#### EXERCISE DIRECTIONS
The answer must be an exact copy of the listing below.

#### LISTED RECORDS
━━━━━━━━━━
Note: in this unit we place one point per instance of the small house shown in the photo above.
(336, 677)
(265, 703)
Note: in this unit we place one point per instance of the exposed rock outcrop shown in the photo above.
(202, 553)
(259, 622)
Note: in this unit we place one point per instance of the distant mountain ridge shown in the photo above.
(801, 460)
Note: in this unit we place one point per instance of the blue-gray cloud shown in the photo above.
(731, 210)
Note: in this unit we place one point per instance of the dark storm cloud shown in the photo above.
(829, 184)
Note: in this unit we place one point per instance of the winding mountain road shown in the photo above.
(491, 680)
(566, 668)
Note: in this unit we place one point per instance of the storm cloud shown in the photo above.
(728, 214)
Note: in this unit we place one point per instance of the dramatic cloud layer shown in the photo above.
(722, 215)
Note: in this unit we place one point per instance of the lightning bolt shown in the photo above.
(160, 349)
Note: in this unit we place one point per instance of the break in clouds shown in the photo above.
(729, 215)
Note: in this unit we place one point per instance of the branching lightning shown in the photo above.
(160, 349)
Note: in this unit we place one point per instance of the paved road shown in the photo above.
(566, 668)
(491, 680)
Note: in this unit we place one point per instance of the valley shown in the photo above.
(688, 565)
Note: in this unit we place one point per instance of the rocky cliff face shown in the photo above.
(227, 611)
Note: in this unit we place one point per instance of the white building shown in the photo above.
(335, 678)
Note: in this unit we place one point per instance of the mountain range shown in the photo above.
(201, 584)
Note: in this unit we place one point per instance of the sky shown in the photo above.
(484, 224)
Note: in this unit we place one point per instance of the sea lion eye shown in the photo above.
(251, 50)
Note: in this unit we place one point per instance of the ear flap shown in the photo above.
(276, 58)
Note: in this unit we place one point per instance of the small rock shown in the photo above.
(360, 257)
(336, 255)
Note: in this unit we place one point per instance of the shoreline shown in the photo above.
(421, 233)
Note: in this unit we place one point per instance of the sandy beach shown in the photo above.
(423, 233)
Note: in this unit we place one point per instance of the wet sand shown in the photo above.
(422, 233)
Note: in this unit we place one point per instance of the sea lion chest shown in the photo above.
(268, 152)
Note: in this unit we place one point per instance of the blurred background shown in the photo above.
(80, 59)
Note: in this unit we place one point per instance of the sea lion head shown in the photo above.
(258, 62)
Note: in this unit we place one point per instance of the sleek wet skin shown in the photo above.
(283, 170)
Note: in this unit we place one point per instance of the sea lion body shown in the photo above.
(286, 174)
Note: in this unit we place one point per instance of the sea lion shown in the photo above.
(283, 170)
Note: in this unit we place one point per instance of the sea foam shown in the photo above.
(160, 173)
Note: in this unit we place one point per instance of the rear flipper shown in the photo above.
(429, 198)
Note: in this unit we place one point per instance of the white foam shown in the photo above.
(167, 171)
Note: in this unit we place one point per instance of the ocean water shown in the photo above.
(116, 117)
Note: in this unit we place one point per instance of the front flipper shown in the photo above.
━━━━━━━━━━
#### FINISHED TASK
Note: in this unit we place one point per instance of the small house shown in the photo above.
(336, 677)
(265, 703)
Note: in this unit we place one point per instance of the exposed rock outcrop shown in the photo above.
(202, 553)
(259, 622)
Note: in this unit we place one point per instance of the distant mountain ridge shown in the photo above.
(801, 460)
Note: in this unit we place one point per instance of the blue-gray cloud shown in the photo above.
(731, 210)
Note: in this unit we place one point per instance of the dark storm cloud shown in the photo above.
(829, 184)
Note: in this unit we place one point per instance of the winding mountain road shown in the photo above.
(491, 680)
(566, 668)
Note: in this unit we place one point per instance of the storm cloud shown in the photo above.
(728, 214)
Note: in this unit we place one point per instance of the dramatic cloud layer shown in the photo above.
(722, 215)
Note: in this unit we place one point per instance of the lightning bolt shown in the photo above.
(160, 349)
Note: in this unit we place one point per instance of the break in clouds shown in the photo above.
(729, 215)
Note: in this unit we place one point per instance of the branching lightning shown in the photo above.
(160, 349)
Note: in this unit we place one point per instance of the paved road shown in the photo above.
(566, 668)
(491, 680)
Note: in this unit we place one point per instance of the valley shown in the photo above.
(688, 565)
Note: in this unit we place one point per instance of the rocky cliff face shown in the photo above.
(227, 611)
Note: in this unit we place one point per instance of the white building shown in the photo above.
(335, 678)
Note: in this unit we place one point per instance of the mountain range shown in the photo above.
(201, 584)
Note: in this unit we place one point per instance of the sky shown in the photo above.
(484, 224)
Note: in this unit we place one point per instance of the sea lion eye shown in the photo above.
(251, 50)
Note: in this unit we place one point per instance of the ear flap shown in the photo above.
(276, 58)
Note: in this unit we place one point per instance of the small rock shown in the photo above.
(360, 257)
(336, 255)
Note: in this unit we place one point per instance of the shoreline shown in the photo above.
(421, 233)
Note: in this unit we place one point per instance of the sandy beach shown in the photo above.
(423, 233)
Note: in this unit we place one point per instance of the wet sand shown in the photo above.
(422, 233)
Note: in this unit we place one point per instance of the sea lion chest shown in the photo above.
(268, 152)
Note: in this unit we place one point per instance of the blurred background shown in the photo above.
(80, 59)
Note: in this unit we place one point per instance of the sea lion head shown in the photo above.
(258, 62)
Note: in this unit we place one point per instance of the sleek wet skin shown in the photo above.
(283, 170)
Note: in this unit we place one point per instance of the sea lion body shown in the photo above.
(286, 174)
Note: in this unit we place one point per instance of the sea lion shown in the photo above.
(283, 170)
Note: in this unit we place one point per instance of the sea foam shown in the photo above.
(160, 173)
Note: in this unit we place one point per instance of the rear flipper shown in the photo above.
(429, 198)
Note: in this unit we place one point per instance of the white foam shown in the photo above.
(167, 171)
Note: in this unit we place one point per instance of the ocean water shown in the photo above.
(116, 117)
Note: in this unit we place one point per instance of the front flipper shown in the photo above.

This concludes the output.